March 02, 2012

Mental illnesses are bipartisan, pervasive and have profound consequences for people’s lives. In the course of a year, about one in four people has a diagnosable mental illness every year. Almost everyone’s life has been touched in some way by mental illness. The face of mental illness is not the face of some stranger. It is the face of our neighbors and coworkers, our friends and family and sometimes us.

The good news is that the rates of improvement for serious mental illness like major depression and bipolar disorder are as good as if not better than those for chronic physical diseases like heart disease and diabetes. These rates of improvement are predicated on the person getting the right treatment when they need it. The bad news is that notwithstanding the existence of effective treatments and services and the real opportunities for recovery, 80 percent of Americans with mental illnesses do not seek or find the help that they need.

It is well documented that mental health care in this country is broken. The system that confronts families seeking care is too often fragmented, unorganized, and despite the best efforts by many, uneven at best in its quality. Too often what passes for the system of care sentences people to lifelong disability, the risk of premature death, and creates an impoverished underclass through poverty, crisis-focused care, treatment that relies primarily on medication, and the lack of supports in the community.

:::

* **Exercise tasks**
a - In the passage on mental illness, what share of Americans with mental illnesses do not seek or find the help they need?
b - Extend the passage on mental health care, starting right after its final sentence.

:::

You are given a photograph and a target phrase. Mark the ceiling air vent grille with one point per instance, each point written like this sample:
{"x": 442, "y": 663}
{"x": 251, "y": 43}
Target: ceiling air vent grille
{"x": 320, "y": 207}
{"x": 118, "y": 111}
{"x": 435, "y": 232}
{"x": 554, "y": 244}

:::

* **Responses to the tasks**
a - 80 percent.

b -
Every day people contact NAMI seeking advice on how to access mental health services. People face difficulty finding inpatient and outpatient services, supportive housing, job supports, in-home supports, affordable health insurance, family support, medication, peer-directed and self- help programs and more. The time is now during these times of dramatic change in our health care systems to push back against this discrimination and injustice and create a community care system that emphasizes early intervention and is flexible, accessible and integrated at all levels. None of these changes require additional study. It simply requires political and social will.

As we approach Super Tuesday in the Republican Primaries we are reminded that health care is an important but contentious issue. However, the potential ramifications for individuals living with mental illness have not been discussed. We must remind the candidates that funding mental health services means funding America’s future.